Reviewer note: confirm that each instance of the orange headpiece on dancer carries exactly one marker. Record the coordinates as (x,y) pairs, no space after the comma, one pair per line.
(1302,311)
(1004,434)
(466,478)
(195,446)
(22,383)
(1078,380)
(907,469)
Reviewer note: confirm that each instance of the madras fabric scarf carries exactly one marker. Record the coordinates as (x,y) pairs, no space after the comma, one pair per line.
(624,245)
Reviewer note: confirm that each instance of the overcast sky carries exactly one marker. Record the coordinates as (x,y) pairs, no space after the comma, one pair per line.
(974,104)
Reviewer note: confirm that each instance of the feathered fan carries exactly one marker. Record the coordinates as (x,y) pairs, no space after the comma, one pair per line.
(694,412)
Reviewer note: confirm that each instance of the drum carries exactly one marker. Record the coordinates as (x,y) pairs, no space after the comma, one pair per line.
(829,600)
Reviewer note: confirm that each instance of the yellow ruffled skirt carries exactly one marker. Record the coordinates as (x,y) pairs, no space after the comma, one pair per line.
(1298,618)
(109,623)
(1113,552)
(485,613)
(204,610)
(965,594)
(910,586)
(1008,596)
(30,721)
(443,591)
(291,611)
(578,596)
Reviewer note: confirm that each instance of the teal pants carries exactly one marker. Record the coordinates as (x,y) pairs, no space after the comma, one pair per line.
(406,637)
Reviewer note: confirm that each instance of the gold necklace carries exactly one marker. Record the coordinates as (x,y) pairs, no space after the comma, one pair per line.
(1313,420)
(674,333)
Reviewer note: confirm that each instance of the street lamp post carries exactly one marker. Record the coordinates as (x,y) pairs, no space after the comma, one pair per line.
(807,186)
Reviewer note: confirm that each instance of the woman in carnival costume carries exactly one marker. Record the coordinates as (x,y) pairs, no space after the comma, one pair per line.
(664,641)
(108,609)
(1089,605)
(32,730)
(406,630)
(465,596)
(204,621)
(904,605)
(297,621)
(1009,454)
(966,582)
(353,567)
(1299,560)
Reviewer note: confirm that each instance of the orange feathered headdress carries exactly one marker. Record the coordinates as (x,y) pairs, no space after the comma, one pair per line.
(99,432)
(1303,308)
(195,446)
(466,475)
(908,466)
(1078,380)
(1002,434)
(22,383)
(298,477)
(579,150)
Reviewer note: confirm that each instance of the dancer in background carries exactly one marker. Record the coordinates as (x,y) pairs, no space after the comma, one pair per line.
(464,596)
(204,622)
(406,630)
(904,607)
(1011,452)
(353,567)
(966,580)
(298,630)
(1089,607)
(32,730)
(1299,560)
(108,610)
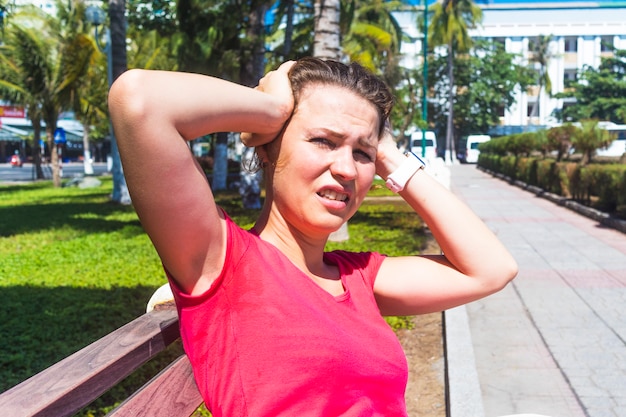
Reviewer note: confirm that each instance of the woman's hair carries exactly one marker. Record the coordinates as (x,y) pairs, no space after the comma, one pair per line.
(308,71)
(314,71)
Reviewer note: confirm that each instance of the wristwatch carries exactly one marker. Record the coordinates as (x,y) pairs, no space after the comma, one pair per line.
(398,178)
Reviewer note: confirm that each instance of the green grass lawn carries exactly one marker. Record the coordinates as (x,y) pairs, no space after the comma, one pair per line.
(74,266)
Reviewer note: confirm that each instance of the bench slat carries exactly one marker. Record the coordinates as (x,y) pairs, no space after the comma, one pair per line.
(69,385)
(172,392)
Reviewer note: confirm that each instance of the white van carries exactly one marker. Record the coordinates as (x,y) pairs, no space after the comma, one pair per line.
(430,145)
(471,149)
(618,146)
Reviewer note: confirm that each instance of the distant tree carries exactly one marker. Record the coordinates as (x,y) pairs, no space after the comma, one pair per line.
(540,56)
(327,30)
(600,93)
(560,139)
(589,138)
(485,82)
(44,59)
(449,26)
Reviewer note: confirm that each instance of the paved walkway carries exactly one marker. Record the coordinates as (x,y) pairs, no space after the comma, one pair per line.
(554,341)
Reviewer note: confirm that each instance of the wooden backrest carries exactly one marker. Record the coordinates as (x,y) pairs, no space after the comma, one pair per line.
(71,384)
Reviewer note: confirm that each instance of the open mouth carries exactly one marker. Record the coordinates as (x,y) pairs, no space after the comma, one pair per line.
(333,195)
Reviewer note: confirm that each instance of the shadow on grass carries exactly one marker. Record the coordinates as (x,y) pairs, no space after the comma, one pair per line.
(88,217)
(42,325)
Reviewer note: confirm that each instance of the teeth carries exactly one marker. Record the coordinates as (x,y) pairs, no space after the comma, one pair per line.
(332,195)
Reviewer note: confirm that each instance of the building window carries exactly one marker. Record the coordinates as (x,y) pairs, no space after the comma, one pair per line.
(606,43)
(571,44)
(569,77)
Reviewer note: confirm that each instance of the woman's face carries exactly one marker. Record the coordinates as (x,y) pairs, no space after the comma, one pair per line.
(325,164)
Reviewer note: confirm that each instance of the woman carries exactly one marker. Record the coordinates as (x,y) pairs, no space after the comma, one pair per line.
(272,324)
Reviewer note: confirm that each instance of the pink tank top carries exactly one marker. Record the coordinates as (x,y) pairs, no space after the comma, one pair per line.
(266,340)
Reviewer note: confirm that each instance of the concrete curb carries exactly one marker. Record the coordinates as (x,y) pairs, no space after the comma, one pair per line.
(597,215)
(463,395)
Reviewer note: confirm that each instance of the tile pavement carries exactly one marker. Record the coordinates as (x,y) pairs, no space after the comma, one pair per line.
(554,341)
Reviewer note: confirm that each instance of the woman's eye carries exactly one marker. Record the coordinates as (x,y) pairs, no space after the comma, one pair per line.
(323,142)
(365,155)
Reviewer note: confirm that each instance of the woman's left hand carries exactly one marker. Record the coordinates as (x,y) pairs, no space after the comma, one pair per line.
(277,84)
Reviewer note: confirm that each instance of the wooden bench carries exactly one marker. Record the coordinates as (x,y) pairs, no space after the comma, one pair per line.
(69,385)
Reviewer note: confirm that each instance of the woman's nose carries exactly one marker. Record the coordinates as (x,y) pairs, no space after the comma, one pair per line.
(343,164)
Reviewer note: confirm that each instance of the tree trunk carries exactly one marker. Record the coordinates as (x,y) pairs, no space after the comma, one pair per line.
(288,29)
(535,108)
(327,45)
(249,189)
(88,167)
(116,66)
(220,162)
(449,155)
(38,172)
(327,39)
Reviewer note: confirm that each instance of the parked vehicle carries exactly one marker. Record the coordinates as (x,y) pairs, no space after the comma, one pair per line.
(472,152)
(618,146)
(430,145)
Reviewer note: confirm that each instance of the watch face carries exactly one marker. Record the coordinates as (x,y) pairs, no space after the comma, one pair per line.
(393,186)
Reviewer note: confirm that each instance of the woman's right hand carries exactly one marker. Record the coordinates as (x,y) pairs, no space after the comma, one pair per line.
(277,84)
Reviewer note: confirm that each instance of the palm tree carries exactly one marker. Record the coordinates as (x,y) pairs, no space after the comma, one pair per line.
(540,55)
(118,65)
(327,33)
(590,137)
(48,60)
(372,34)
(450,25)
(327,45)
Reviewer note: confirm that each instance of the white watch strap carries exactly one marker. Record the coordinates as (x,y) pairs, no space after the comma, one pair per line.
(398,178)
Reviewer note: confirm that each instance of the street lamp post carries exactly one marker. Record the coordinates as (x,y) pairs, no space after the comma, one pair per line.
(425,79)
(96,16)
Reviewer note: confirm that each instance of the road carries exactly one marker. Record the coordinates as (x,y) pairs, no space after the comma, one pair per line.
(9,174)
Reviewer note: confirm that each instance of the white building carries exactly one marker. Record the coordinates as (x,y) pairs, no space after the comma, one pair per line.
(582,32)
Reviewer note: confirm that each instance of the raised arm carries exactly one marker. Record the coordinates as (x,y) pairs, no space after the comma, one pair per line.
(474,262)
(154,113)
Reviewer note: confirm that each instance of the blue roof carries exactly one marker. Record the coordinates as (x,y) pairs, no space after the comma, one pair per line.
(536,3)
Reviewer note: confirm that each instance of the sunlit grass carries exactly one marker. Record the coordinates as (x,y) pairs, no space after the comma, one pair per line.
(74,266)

◆ Task description ◆
Express the lines of the entries as a Markdown table with the columns Row and Line, numbering each row and leaving out any blank lines. Begin at the line that contains "Reviewer note: confirm that each instance of the blue" and stop after the last line of the entries.

◆ Solved exercise ◆
| Row | Line |
|---|---|
| 1 | Reviewer note: confirm that each instance of the blue roof carries exactly one marker. Record the coordinates as (x,y) pairs, no space after the comma, one pair per line. |
| 2 | (536,3) |
| 3 | Reviewer note: confirm that each instance of the sunlit grass carries exactly one marker. Record the coordinates as (x,y) pairs, no space after the comma, one pair per line. |
| 4 | (74,266) |